- **GIVEN RECORDS**

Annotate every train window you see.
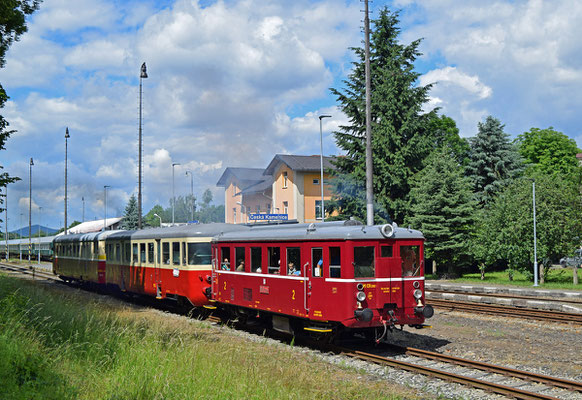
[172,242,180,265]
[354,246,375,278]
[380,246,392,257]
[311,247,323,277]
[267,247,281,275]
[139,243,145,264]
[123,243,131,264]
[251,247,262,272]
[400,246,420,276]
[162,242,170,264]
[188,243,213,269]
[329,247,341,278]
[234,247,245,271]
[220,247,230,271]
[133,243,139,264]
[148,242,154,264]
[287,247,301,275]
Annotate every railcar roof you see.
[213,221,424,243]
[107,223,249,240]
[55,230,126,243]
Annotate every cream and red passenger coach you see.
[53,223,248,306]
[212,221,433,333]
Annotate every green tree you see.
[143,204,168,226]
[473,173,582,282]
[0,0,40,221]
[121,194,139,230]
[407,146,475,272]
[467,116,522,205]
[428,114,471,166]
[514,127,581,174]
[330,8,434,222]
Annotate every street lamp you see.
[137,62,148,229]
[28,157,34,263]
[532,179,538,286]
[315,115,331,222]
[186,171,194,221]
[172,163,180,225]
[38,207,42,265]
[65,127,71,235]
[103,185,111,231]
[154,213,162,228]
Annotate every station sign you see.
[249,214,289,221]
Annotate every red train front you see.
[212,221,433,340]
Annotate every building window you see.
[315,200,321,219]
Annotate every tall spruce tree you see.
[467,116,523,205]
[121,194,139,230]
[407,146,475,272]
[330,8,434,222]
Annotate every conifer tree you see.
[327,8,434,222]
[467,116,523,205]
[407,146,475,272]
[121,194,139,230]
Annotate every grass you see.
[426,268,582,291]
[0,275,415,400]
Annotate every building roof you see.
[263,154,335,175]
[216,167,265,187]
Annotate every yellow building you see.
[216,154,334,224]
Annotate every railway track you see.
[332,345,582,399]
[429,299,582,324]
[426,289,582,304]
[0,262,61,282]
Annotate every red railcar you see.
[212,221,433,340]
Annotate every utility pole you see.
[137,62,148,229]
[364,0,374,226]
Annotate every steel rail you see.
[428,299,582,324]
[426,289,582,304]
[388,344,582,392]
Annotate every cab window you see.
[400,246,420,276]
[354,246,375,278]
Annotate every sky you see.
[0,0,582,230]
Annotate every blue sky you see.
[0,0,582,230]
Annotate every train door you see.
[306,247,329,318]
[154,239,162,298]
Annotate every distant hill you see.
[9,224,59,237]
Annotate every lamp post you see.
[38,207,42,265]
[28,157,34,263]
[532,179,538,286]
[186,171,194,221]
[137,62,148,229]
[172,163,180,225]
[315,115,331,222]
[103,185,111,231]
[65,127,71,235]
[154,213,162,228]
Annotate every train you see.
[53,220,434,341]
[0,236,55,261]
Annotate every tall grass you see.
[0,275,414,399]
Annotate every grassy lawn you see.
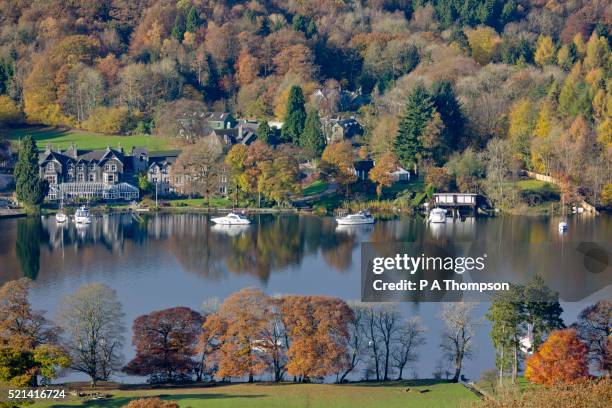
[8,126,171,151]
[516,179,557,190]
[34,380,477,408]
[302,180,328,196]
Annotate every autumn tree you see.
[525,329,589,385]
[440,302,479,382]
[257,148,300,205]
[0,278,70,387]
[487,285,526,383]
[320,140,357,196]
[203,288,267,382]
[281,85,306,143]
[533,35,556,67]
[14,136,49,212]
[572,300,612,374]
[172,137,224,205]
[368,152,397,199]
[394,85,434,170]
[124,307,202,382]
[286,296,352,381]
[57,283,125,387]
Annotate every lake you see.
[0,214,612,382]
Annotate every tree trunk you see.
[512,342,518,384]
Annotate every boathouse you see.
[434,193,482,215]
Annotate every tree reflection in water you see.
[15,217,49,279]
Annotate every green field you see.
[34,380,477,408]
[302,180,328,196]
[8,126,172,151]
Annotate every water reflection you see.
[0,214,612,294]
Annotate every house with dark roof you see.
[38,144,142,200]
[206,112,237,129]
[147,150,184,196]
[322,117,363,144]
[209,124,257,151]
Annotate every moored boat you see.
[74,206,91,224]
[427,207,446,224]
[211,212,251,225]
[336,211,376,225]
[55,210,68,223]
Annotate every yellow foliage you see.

- **WHAT NEEDS TO BE DONE**
Rewrite all of the material above as a numbered list, skipping any blank lines and leaving out the pictures.

- **FINAL RESULT**
1. Annotate every train window you see.
2. [172,242,180,265]
3. [354,246,375,278]
4. [380,246,392,257]
5. [311,247,323,277]
6. [267,247,281,275]
7. [139,243,145,264]
8. [123,243,131,264]
9. [251,247,262,272]
10. [400,246,420,276]
11. [162,242,170,264]
12. [188,243,213,269]
13. [329,247,341,278]
14. [234,247,245,271]
15. [220,247,230,271]
16. [133,243,139,264]
17. [148,242,154,264]
18. [287,247,301,275]
19. Annotate every railcar roof you see.
20. [213,221,424,243]
21. [107,223,249,240]
22. [55,230,126,243]
23. Annotate every cream and red passenger coach you see.
24. [53,223,248,306]
25. [212,221,433,333]
26. Annotate every green tree you see.
27. [143,204,168,226]
28. [473,173,582,282]
29. [0,0,40,221]
30. [121,194,139,230]
31. [407,146,475,272]
32. [467,116,522,205]
33. [428,114,471,166]
34. [514,127,581,174]
35. [330,8,434,222]
36. Annotate every street lamp you see.
37. [137,62,148,229]
38. [28,157,34,263]
39. [532,179,538,286]
40. [315,115,331,222]
41. [186,171,194,221]
42. [172,163,180,225]
43. [38,207,42,265]
44. [65,127,71,235]
45. [103,185,111,231]
46. [154,213,162,228]
47. Annotate every station sign you see.
48. [249,214,289,221]
49. Annotate every red train front you see.
50. [212,221,433,340]
51. Annotate every building window you see.
52. [315,200,321,219]
53. Annotate every tall spruce tree you see.
54. [467,116,523,205]
55. [121,194,139,230]
56. [407,146,475,272]
57. [330,8,434,222]
58. Annotate every conifer tree you see.
59. [327,8,434,222]
60. [467,116,523,205]
61. [407,146,475,272]
62. [121,194,139,230]
63. Annotate every grass you see.
64. [426,268,582,291]
65. [0,275,415,400]
66. Annotate every building roof you see.
67. [263,154,335,175]
68. [216,167,265,187]
69. Annotate every yellow building you see.
70. [216,154,334,224]
71. Annotate every railway track you see.
72. [332,345,582,399]
73. [429,299,582,324]
74. [426,289,582,304]
75. [0,262,61,282]
76. Annotate every red railcar you see.
77. [212,221,433,340]
78. Annotate every utility pole you see.
79. [137,62,148,229]
80. [364,0,374,226]
81. Annotate every steel rail you see.
82. [428,299,582,324]
83. [426,289,582,304]
84. [388,344,582,392]
85. Annotate every cab window you see.
86. [400,246,420,276]
87. [354,246,375,278]
88. Annotate every sky you see.
89. [0,0,582,230]
90. Annotate every blue sky you see.
91. [0,0,582,230]
92. Annotate every train door you see.
93. [306,247,329,318]
94. [154,239,162,298]
95. Annotate every distant hill you see.
96. [9,224,59,237]
97. Annotate every lamp post you see.
98. [38,207,42,265]
99. [28,157,34,263]
100. [532,179,538,286]
101. [186,171,194,221]
102. [137,62,148,229]
103. [172,163,180,225]
104. [315,115,331,222]
105. [103,185,111,231]
106. [65,127,71,235]
107. [154,213,162,228]
108. Annotate every train you see.
109. [53,220,434,341]
110. [0,236,55,261]
111. Annotate every tall grass you see.
112. [0,275,414,399]
113. Annotate every grassy lawn you see.
114. [8,126,171,151]
115. [516,179,557,190]
116. [34,380,477,408]
117. [302,180,328,196]
118. Annotate every autumn tree you see.
119. [525,329,589,385]
120. [440,302,479,382]
121. [257,148,300,205]
122. [0,278,70,387]
123. [487,285,526,383]
124. [320,140,357,196]
125. [203,288,267,382]
126. [281,85,306,143]
127. [533,35,556,67]
128. [14,136,49,212]
129. [572,300,612,374]
130. [172,137,224,205]
131. [368,152,397,199]
132. [394,85,434,170]
133. [124,307,202,382]
134. [286,296,352,381]
135. [57,283,125,387]
136. Annotate every lake you see.
137. [0,214,612,382]
138. Annotate every tree trunk you see.
139. [512,342,518,384]
140. Annotate every boathouse you see.
141. [434,193,482,215]
142. Annotate every tree reflection in water you see.
143. [15,217,49,279]
144. Annotate every green field you see.
145. [34,380,477,408]
146. [302,180,328,196]
147. [8,126,172,151]
148. Annotate every water reflection you see.
149. [0,214,612,294]
150. Annotate every house with dark roof you see.
151. [38,144,142,200]
152. [206,112,237,129]
153. [147,150,184,196]
154. [322,117,363,144]
155. [209,124,257,151]
156. Annotate every moored boat you see.
157. [74,206,91,224]
158. [427,207,446,224]
159. [211,212,251,225]
160. [336,211,376,225]
161. [55,210,68,223]
162. Annotate every yellow foliage you see.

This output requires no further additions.